= TASK DESCRIPTION =
Extend the welcome post about a fondness for words, picking up after its last sentence.

= SUPPLIED TEXT =
────────────────────
Hello, World

I’m Mr Ormsby and thank you very much for dropping by.

Each of us has our own guilty pleasures: Chocolate Blackout Cake, slot machines, staying in our pyjamas all day, seeing a stranger walk into a lamp post, etc.

Mine is words. Whether I’m at work or walking the dog, words are constantly ricocheting around my brain. For example, whilst writing this I’ve been wondering what the word is for that little piece of plastic on the end of shoelaces.

[for what it’s worth, it’s an aglet]

Sometimes I like to chew words and blow bubbles with them. Other times, I’ll painstakingly place the little so-and-sos in regimented rows where they’re not allowed to move until given the order. Most days, however, I rely on words as ammunition in a world where I’m increasingly expected to explain my actions to others. And I must admit that it’s during these encounters when, for me, the fun begins. This is especially true when the occasion calls for returning swimwear without the receipt or spicing up one’s court testimony.
────────────────────
= RECORD EXCERPTS =
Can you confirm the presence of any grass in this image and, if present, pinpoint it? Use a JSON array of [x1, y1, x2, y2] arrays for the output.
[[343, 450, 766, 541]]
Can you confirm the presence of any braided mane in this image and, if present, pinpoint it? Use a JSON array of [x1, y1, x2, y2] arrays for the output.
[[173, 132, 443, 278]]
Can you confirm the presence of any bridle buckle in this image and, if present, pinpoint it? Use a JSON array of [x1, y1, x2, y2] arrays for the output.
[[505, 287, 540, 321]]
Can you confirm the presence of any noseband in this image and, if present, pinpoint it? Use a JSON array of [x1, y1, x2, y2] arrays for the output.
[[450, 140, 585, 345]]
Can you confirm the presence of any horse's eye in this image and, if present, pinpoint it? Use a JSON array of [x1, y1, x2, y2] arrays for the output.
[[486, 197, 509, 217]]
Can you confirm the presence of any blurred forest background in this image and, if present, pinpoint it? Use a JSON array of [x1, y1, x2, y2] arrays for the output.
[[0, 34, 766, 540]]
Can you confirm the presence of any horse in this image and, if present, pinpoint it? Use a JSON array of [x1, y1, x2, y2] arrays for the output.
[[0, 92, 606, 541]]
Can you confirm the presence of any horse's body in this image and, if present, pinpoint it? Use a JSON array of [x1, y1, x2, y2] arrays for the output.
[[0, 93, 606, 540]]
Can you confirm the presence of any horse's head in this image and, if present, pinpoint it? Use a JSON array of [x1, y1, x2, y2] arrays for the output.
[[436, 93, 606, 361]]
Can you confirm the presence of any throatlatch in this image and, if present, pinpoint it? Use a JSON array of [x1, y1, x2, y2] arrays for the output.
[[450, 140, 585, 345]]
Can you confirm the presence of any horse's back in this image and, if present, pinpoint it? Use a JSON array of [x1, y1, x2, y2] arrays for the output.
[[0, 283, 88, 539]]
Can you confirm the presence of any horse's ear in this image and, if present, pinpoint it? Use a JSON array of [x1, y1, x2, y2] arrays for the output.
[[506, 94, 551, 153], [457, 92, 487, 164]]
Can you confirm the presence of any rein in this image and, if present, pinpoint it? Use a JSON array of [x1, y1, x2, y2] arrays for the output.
────────────────────
= WRITTEN ANSWER =
And so, this blog.

However before we continue any further, some context…

I recently started teaching in a new school where it has been pointed out to me, more than once, that I have replaced a very popular member of staff who left “before he was ready to go” (I don’t even want to know). This, now I’m only guessing here, might explain the slights I received in the form of gifts from my Secret Santa: a Yankee candle (they’re fully aware I’m Canadian), a voucher for 10 free tanning sessions (I’m ginger) and Maltesers (choking hazard). It’s the anonymity which is the appeal of Secret Santa, but if I had to wager money on it I’d ascribe these unpleasant undertones to Jerry, our racist librarian. Needless to say, I now keep the small talk to a minimum when checking out books.

In my blog you’ll find humorous poetry, vignettes, characters and outrageous word play along with the odd sober moment. And you can join me in my quest for the perfect rhyme because to me, and you purists are going to hate this, poetry needs to rhyme. Well, mine does anyway. I mean, could it be worse reading free verse?

See what I just did there?

(they hate that)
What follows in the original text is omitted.